SELECTION –
━━━━━━
STROOCK
November 30, 2012
Alexandra M. Ledbetter
Timothy S. Levenberg
Division of Corporation Finance
Securities and Exchange Commission
100 F. Street, N.E.
Washington, D.C. 20549
Re: | PBF Energy Inc. |
File No. 333-177933 |
Dear Ms. Ledbetter:
On behalf of our client, PBF Energy Inc. (the “Company”), in response to the telephonic discussion between members of the Staff and Karen Davis, Chief Accounting Officer of the Company, over the past two days, the Company provides the following additional information with respect to the pro forma presentation that the Company intends to include in Amendment No. 7 to the Company’s Registration Statement on Form S-1, to be filed with the Commission on or about December 3, 2012.
In our discussion with the Staff on November 29, 2012, you requested that we consider providing supplemental pro forma financial information to demonstrate the effect on the unaudited pro forma financial statements of the exchange of all remaining PBF LLC Series A Units for shares of PBF Energy Class A common stock. We believe such information is useful to potential investors. However, such potential exchanges are not directly attributable to the offering. The SEC Division of Corporation Finance – Financial Reporting Manual Topic 3.3220.3 states, “Adjustments reflected in the pro forma adjustments column should give effect to events that are directly attributable to each specific transaction and factually supportable.” Accordingly, we propose providing supplemental information in the footnotes that explains our pro forma adjustments that discloses the further impact of the potential exchange of the remaining PBF LLC Series A Units for shares of PBF Energy Class A common stock.
━━━━━━
STORED ROWS –
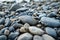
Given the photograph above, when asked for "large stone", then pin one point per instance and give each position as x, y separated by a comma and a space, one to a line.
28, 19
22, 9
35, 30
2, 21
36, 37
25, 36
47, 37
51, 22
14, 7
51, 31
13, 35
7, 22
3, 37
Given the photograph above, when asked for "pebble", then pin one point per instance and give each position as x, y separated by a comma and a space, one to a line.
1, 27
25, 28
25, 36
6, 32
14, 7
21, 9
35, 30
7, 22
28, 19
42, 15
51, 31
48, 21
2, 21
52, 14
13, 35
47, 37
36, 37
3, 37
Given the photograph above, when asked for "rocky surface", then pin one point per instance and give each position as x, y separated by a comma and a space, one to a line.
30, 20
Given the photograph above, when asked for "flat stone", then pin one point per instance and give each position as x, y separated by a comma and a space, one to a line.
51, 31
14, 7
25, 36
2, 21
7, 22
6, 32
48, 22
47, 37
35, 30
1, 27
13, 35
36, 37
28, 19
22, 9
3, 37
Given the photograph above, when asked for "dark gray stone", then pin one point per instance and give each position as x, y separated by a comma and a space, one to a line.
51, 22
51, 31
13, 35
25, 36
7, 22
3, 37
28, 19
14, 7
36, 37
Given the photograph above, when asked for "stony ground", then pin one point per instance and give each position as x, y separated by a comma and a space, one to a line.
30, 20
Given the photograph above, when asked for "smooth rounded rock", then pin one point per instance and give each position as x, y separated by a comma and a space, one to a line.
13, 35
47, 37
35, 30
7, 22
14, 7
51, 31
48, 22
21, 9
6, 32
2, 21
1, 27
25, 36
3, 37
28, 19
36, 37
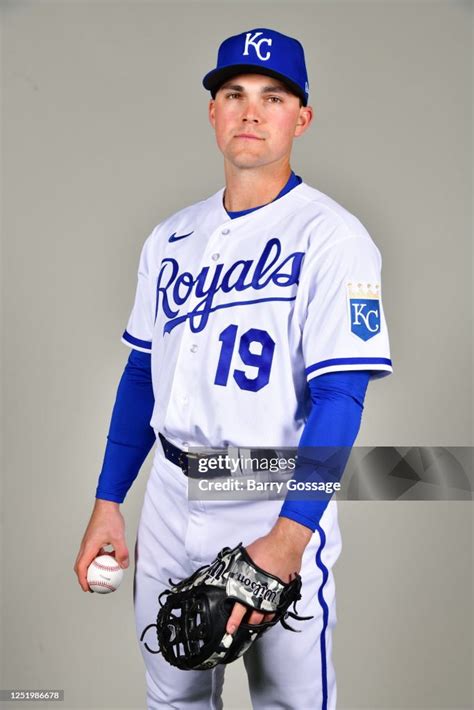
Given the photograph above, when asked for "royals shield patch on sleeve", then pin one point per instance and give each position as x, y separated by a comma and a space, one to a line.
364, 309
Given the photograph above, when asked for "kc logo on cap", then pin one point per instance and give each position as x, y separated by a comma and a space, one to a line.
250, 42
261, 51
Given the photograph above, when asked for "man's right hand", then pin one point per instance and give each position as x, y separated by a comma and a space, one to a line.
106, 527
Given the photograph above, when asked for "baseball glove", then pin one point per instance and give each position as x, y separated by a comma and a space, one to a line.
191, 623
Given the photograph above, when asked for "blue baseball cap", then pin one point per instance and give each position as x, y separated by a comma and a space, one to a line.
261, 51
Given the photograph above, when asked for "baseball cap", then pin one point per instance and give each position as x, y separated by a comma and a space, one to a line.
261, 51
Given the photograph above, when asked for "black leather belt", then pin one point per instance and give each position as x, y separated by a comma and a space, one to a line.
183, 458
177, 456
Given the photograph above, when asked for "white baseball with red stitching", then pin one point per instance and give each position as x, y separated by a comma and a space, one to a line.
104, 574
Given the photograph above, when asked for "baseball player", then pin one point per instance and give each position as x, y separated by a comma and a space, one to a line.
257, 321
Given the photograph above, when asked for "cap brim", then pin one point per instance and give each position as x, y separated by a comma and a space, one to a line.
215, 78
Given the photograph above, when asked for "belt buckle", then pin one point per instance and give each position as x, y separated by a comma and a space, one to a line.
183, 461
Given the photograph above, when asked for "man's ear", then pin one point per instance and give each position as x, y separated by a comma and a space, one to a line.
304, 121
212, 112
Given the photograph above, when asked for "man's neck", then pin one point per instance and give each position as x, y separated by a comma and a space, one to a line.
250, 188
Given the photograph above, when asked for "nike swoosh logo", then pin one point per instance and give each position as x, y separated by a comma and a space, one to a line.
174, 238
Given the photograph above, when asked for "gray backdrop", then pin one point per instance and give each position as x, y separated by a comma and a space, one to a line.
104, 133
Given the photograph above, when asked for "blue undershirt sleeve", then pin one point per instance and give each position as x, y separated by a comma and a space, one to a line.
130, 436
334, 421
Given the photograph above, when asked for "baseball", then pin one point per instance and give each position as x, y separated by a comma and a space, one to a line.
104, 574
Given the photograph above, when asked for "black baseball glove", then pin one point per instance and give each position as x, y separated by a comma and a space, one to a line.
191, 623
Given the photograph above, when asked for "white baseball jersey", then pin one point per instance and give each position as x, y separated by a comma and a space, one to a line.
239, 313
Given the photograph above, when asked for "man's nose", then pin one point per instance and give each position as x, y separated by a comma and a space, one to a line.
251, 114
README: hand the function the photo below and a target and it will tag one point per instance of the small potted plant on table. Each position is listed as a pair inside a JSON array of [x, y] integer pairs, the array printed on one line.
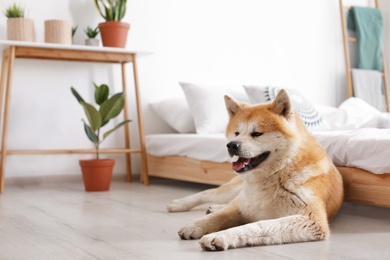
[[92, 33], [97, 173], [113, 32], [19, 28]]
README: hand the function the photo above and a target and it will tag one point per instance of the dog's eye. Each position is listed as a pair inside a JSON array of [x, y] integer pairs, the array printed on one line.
━━━━━━
WORK TO DO –
a - According to the letter, on or about what date does the Company expect to file Amendment No. 7 to its Registration Statement on Form S-1?
b - Condense the paragraph of the letter that begins "In our discussion with the Staff on November 29, 2012" into a shorter paragraph that keeps its main facts.

SOLVED TASKS –
a - On or about December 3, 2012.

b - On November 29, 2012, the Staff asked the Company to consider supplemental pro forma information showing the effect of exchanging all remaining PBF LLC Series A Units for PBF Energy Class A common stock. The Company agrees this would help investors. However, these exchanges are not directly attributable to the offering. Financial Reporting Manual Topic 3.3220.3 limits pro forma adjustments to events directly attributable to the transaction and factually supportable. The Company therefore proposes to disclose the effect of the potential exchange in the footnotes explaining its pro forma adjustments.